» **PASSAGE TO READ**:
■ ■ ■

What are the prospects for unconventional gas going forward?
ARI shows this chart of its view of reserves and technically recoverable resources.

ARI characterizes the amounts it shows as merely a "snapshot in time" of its view of how much can be technically recovered, based on what is known about reservoirs today and current technology. ARI says its estimates are sometimes considered "aggressive". ARI has been making estimates of this type for several years, and their estimates have been trending upward. It seems to me that there is a reasonable possibility that ARI's estimates will prove to be accurate, or even low, with improving technology. They seem to have a good understanding of the industry, and the approach they use seems reasonable.
The third layer from the top of the pyramid is the amount ARI estimates to be technically recoverable, but that is not yet included in proven reserves. This layer totals 580 trillion cubic feet. The footnote indicates that 260 trillion cubic feet (of the 580 trillion cubic feet total) is estimated to be economically recoverable at a price less than $5.00 a thousand cubic feet; 140 trillion cubic feet is estimated to be economically recoverable at a price between $5.00 and $6.00 a thousand cubic feet; and 180 trillion cubic feet is estimated to be uneconomic at a price of $6.00 a thousand cubic feet. The current price is over $11.00 a thousand cubic feet, so some of the uneconomic layer may now be economic. Of the 580 trillion cubic feet of technically recoverable resources, ARI indicates 379 trillion cubic feet, or 65% of the total, relates to tight gas.

■ ■ ■

» **WHAT IS ASKED**:
Print the passage on unconventional gas word for word, in full.

» **PROVIDED INFORMATION**:
■ ■ ■

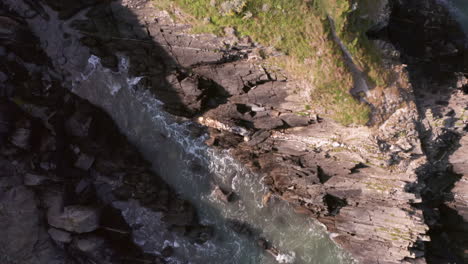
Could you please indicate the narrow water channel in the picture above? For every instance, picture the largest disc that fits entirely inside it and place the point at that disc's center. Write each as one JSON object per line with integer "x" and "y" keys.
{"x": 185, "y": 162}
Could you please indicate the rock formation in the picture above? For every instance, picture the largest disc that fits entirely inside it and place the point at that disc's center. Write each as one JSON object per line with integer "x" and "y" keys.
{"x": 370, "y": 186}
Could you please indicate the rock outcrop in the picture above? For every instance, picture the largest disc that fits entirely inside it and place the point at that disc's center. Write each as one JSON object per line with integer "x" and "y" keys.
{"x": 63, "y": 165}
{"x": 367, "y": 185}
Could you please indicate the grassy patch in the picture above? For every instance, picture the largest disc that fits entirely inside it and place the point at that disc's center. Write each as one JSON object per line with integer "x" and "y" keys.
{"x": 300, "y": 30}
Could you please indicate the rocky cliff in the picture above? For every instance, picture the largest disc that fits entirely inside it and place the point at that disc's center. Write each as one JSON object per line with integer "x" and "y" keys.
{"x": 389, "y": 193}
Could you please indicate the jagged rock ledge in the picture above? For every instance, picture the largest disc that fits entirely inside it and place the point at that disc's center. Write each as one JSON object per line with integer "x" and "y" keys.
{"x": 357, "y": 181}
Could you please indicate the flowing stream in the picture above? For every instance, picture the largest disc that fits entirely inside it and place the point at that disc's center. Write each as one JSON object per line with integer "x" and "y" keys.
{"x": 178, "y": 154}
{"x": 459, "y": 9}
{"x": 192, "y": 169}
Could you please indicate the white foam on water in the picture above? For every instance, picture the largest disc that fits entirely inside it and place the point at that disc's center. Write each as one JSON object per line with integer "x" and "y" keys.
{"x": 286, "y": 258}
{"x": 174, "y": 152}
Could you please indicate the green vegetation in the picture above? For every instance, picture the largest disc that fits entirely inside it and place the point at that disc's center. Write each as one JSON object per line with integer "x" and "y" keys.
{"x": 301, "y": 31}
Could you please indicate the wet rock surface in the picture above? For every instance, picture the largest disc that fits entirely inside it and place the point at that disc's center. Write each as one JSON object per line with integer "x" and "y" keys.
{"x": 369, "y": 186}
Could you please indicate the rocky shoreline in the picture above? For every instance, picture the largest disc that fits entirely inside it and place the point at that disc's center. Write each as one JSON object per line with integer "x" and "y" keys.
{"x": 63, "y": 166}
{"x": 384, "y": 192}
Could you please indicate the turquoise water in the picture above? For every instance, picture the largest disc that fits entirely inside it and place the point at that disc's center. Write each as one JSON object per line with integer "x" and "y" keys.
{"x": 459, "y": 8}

■ ■ ■

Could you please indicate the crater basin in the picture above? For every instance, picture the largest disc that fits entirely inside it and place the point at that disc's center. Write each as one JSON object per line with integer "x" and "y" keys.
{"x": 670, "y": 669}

■ ■ ■

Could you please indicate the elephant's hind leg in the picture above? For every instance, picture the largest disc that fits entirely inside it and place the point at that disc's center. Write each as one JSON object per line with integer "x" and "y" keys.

■ ■ ■

» **SOLUTION FOR THIS EXERCISE**:
What are the prospects for unconventional gas going forward?
ARI shows this chart of its view of reserves and technically recoverable resources.

ARI characterizes the amounts it shows as merely a "snapshot in time" of its view of how much can be technically recovered, based on what is known about reservoirs today and current technology. ARI says its estimates are sometimes considered "aggressive". ARI has been making estimates of this type for several years, and their estimates have been trending upward. It seems to me that there is a reasonable possibility that ARI's estimates will prove to be accurate, or even low, with improving technology. They seem to have a good understanding of the industry, and the approach they use seems reasonable.
The third layer from the top of the pyramid is the amount ARI estimates to be technically recoverable, but that is not yet included in proven reserves. This layer totals 580 trillion cubic feet. The footnote indicates that 260 trillion cubic feet (of the 580 trillion cubic feet total) is estimated to be economically recoverable at a price less than $5.00 a thousand cubic feet; 140 trillion cubic feet is estimated to be economically recoverable at a price between $5.00 and $6.00 a thousand cubic feet; and 180 trillion cubic feet is estimated to be uneconomic at a price of $6.00 a thousand cubic feet. The current price is over $11.00 a thousand cubic feet, so some of the uneconomic layer may now be economic. Of the 580 trillion cubic feet of technically recoverable resources, ARI indicates 379 trillion cubic feet, or 65% of the total, relates to tight gas.